Text section Block Start

Reopening will have its benefits, but also its challenges

As Connecticut has begun its cautious reopening, taking it in carefully planned phases, those who are still employed here (because way too many have lost their employment or had it greatly diminished) may find the guidelines extensive and all too detailed. Yet, they also reflect the common sense steps that all of us have had to take in order to stop the spread of COVID-19 during the months of shutdown. In that those steps have proved effective, why not continue to try to maintain safe environments as much as we possibly can to keep the coronavirus at bay?

Those steps, however, are just one part of multiple challenges arising from reopening different sectors in the state. All our lives have changed dramatically since March, and the ways we have coped or not may surprise even us. But perhaps those whose home lives have been most affected by remote and shelter-in-place living are those with young children.

Text section Block End

→ **Problem requirements**: Write the next part of the opinion piece on Connecticut's reopening, starting right after its final sentence about those with young children.

Information provided Block Start

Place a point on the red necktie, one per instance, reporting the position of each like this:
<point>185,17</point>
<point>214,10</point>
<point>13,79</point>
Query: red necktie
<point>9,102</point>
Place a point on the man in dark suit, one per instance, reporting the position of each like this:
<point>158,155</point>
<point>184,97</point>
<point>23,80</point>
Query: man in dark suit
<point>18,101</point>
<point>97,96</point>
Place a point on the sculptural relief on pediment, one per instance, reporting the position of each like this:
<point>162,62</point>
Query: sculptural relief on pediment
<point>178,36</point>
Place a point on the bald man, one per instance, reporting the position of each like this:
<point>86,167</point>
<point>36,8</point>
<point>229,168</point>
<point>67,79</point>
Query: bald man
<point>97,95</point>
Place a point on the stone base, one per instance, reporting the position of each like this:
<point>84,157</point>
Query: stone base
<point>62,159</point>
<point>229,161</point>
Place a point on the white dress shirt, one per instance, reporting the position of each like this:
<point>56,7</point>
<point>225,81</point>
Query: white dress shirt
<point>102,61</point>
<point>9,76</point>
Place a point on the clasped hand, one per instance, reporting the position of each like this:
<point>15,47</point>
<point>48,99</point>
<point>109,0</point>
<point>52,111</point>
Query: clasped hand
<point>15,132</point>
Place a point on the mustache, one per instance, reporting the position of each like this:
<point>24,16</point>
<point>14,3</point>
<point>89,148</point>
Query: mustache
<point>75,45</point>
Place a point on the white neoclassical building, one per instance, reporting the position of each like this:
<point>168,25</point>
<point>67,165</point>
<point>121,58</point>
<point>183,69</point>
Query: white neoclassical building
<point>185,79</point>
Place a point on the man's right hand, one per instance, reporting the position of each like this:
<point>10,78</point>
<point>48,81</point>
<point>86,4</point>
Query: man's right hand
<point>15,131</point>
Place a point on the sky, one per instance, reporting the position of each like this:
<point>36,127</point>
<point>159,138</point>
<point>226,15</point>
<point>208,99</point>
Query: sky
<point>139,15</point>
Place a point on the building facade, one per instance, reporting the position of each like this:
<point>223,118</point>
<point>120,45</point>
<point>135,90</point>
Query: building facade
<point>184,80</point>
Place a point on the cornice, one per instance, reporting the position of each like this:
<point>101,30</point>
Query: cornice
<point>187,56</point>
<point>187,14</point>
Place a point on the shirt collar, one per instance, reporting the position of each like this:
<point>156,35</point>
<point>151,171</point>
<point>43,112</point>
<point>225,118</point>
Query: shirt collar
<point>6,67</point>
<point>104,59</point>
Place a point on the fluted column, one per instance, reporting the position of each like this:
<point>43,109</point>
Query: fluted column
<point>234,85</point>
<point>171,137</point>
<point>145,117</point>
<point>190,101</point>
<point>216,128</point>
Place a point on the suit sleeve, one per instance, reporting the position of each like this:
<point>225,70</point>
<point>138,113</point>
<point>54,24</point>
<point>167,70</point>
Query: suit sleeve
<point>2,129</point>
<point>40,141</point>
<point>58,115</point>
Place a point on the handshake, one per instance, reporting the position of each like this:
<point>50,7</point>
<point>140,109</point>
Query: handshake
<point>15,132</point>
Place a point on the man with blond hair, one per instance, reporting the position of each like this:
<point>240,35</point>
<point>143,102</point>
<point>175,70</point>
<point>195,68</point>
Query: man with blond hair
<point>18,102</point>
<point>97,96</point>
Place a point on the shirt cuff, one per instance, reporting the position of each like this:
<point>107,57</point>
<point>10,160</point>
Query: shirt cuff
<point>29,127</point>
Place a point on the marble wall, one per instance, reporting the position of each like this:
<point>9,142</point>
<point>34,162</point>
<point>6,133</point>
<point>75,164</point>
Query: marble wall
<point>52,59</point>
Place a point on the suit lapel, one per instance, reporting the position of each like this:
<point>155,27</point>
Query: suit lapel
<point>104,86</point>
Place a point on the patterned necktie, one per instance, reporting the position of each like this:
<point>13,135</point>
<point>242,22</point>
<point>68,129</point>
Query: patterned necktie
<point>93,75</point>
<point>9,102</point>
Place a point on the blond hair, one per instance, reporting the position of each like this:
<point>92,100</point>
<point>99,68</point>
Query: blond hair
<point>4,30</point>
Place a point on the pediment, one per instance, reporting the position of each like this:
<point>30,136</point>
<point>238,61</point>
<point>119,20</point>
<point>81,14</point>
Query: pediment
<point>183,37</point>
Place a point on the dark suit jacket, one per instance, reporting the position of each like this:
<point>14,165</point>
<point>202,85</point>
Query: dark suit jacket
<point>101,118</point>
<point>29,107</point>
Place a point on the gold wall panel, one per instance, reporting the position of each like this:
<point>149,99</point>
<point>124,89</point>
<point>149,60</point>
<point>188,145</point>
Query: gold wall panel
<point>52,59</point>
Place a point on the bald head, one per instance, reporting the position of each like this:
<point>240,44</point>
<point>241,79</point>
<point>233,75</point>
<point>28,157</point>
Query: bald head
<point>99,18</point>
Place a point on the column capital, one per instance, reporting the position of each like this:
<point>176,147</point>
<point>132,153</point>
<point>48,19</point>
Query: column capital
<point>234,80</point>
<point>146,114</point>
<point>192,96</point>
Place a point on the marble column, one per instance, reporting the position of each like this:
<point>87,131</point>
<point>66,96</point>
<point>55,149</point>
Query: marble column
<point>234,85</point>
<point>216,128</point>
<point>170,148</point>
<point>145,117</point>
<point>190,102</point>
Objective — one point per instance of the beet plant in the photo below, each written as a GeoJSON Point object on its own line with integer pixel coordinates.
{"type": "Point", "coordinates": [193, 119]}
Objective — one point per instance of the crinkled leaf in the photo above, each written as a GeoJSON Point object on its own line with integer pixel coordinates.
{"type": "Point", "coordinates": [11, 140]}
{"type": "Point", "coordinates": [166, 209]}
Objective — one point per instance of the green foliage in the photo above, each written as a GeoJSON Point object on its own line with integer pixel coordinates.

Information provided Block End

→ **Written answer**:
Parents and children, as well as their teachers, have needed to reinvent their thinking on education and learning. Depending on students’ ages, individual characteristics and differences in how they learn, this time of pandemic has surely been one of intensity and difficulty in many of those households. Now, as they may be adjusting better and understanding ways to make this odd time workable for their families, parents may be pivoting once again to accommodate their chance to get back to work on a more regular basis. 

There are problems beyond safety and health measures that make this transition so challenging for families. After all, without child care for young children and the schools remaining closed, how are either single- or two-parent households supposed to cope with returning to either part- or full-time work? And for those essential workers who have scrambled to try to find creative ways to keep their children safe and learning while they needed to work, how do they make any system work in the longer term without that safe environment for their children’s care being available to them?

And continuing to look into the future: While the Region One school system is publicly funded and secure, how are child care centers, so essential for young families, to survive months of closure? They are small businesses, mainly nonprofits, that operate on the edge, especially in rural areas like our Northwest Corner. They are dependent on young families being able to afford their rates, yet they also need to have highly trained and dedicated teachers to take good care of our youngest citizens.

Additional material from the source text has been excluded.